DATA EXCERPTS:
****************

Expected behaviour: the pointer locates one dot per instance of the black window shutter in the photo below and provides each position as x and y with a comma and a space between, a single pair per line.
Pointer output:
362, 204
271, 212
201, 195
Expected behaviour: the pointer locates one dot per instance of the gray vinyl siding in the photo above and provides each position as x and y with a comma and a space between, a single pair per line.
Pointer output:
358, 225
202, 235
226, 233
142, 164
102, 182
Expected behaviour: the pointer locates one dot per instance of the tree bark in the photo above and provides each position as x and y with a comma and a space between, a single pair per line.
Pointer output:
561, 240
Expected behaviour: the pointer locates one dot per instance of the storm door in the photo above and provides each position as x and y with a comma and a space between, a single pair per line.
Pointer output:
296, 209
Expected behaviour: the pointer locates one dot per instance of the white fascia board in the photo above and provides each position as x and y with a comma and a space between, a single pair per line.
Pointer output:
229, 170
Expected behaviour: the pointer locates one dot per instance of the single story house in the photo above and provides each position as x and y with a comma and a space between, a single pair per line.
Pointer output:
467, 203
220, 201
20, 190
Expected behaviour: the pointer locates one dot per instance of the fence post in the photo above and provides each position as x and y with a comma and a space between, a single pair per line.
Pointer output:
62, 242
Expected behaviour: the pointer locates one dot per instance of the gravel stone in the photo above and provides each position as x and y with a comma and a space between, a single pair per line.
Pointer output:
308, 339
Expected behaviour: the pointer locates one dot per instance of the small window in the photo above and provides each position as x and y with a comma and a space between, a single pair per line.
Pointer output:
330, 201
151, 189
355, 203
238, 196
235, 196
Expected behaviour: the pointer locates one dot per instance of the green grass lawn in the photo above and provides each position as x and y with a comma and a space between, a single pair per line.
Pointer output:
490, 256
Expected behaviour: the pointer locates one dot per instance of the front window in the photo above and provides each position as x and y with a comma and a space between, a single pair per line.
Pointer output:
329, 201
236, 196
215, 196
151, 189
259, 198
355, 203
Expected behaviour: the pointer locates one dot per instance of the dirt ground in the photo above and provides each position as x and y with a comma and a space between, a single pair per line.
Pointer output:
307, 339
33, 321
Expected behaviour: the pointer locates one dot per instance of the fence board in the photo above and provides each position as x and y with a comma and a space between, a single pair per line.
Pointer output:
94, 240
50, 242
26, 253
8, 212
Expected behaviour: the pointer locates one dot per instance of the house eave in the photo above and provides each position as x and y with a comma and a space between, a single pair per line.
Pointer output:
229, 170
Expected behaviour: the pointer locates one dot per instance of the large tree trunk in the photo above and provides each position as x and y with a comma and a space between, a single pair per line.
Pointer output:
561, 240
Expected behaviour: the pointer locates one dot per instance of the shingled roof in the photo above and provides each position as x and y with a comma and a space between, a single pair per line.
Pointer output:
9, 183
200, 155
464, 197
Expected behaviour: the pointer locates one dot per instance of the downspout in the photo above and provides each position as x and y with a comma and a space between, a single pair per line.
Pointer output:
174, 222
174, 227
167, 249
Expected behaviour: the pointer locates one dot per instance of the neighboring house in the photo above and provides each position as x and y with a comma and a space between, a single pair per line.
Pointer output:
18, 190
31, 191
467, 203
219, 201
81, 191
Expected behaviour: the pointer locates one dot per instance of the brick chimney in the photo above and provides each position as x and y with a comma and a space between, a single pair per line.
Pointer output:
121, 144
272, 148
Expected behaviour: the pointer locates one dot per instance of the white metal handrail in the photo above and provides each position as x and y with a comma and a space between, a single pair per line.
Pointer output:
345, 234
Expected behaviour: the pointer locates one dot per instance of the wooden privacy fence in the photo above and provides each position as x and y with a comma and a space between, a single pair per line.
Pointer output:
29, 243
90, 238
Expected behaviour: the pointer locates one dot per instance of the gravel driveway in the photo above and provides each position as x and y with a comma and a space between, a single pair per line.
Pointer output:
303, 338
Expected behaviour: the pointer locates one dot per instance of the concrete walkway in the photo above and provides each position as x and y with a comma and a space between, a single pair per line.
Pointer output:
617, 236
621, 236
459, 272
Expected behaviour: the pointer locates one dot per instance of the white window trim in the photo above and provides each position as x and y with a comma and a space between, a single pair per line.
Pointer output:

****************

JOB: Reproduce all data above, unchanged.

THE SOLUTION:
Expected behaviour: the pointer locates one dot per instance of the black window shutter in the photo below and provides each position as x and y with a comma and a space between, a single pair per line.
Pointer output:
362, 204
271, 212
201, 195
Expected behaviour: the pointer locates one dot per instance of the gray vinyl siding in the photo above and provides each position as x and y with a comma and a space between, a single pair per line.
Pointer output:
358, 225
202, 235
226, 233
142, 164
102, 182
Expected behaviour: the pointer locates one dot per instance of the tree bark in the photo above and provides each position as x and y with a comma and a space between, a single pair per line.
Pointer output:
561, 240
Expected behaviour: the pointer locates one dot per instance of the storm door in the photo above and provides each position as x and y with a comma and a space between, a single pair per line.
Pointer output:
296, 209
Expected behaviour: the pointer locates one dot per instance of the white fascia board in the photo above and provides each position as x and y with a comma and a space between, a single pair per line.
Pointer output:
229, 170
Expected behaviour: the pointer locates one dot per instance of the single story house in the photo above and provides each position as x and y with a comma and a space between, a single pair per line.
Pointer output:
467, 203
220, 201
20, 190
Expected behaviour: the pointer locates one dot per instance of the fence post in the photo above and provides each position as x and y with a comma and a space between, a single pair per line.
Pointer output:
62, 242
Expected behaviour: the pointer locates one dot per instance of the gravel stone in the photo above and provides each position as x and y with a comma and a space between, a single pair per line.
Pointer output:
308, 339
Expected behaviour: the pointer locates one dot per instance of the small window in the photo above and provides each position as x and y with a comma and a space between, a single pair per line.
Pointer output:
330, 201
151, 189
355, 203
238, 196
235, 196
Expected behaviour: the pointer locates one dot per instance of the green grass lawn in the photo above and provides each position as x and y with a comma and a space between, a single pair per line.
Pointer output:
490, 256
Expected behaviour: the pointer locates one dot per instance of the front window in the photo above and provides each position as x and y with a comma and a space between, a single pair per line.
Pointer output:
329, 201
236, 196
215, 196
151, 189
259, 198
355, 203
Expected behaviour: the pointer locates one dot per instance of the dirt ground in the photo above and provides each position as x and y with a comma and a space between, a single pair per line.
Pointer output:
307, 339
33, 321
Expected behaviour: the pointer locates one dot per instance of the fence board in the photo above and provides each position as x and y with a comma and a space between, a single pair per line.
Pointer output:
94, 240
50, 242
26, 253
8, 212
Expected behaviour: the pointer locates one dot per instance of the house eave in the photo above and provides each position as x and y with a comma and a space between, a single pair per line.
Pointer output:
229, 170
Expected behaviour: the pointer locates one dot per instance of the large tree trunk in the photo above and provides each position as x and y with a comma and a space between, a single pair per line.
Pointer output:
561, 240
Expected behaviour: the pointer locates one dot per instance of the shingled roof in the photo above and provides each position as x and y with a comma and a space between, a single pair per line.
Pointer output:
9, 183
200, 155
464, 197
Expected behaviour: the pointer locates one dot per instance of the downspout in the photo above and provides each position as x and y with a comma and a space between, a single pair per line.
Pointer output:
174, 222
174, 227
167, 249
Expected behaviour: the pointer locates one dot per instance of the neighboring house in the photo above and provides each position as x and y with a comma and a space between, a single pair per line.
Pointer output:
18, 190
31, 191
467, 203
219, 201
81, 191
Expected behaviour: the pointer locates one dot per instance of the brick chimney in the photo above and provides each position as x and y with a comma and a space between, a single pair per line.
Pointer output:
121, 144
272, 148
Expected behaviour: the pointer locates one dot per instance of the white metal handrail in the photo above and provides each position as x and y with a comma and a space between, a single pair per line.
Pointer output:
345, 234
Expected behaviour: the pointer locates one dot per instance of the wooden privacy fence in the photo above and provides each position as x and y with a comma and a space between, a single pair per line.
Pointer output:
29, 243
90, 238
Expected behaviour: the pointer locates one dot per instance of the gravel driveway in the photo above and provides each position as x and y with a comma and a space between, a single pair per line.
Pointer output:
303, 338
Expected behaviour: the pointer locates one dot per instance of the concrete walkway in the photo above and provides each position as x and y with a comma and a space between, a single pair per line.
Pointer output:
617, 236
621, 236
459, 272
Expected behaviour: the pointer locates one dot per instance of the white window trim in the photo above and provides each position as x and y with a comma and a space between, a single pair per line.
Pointer output:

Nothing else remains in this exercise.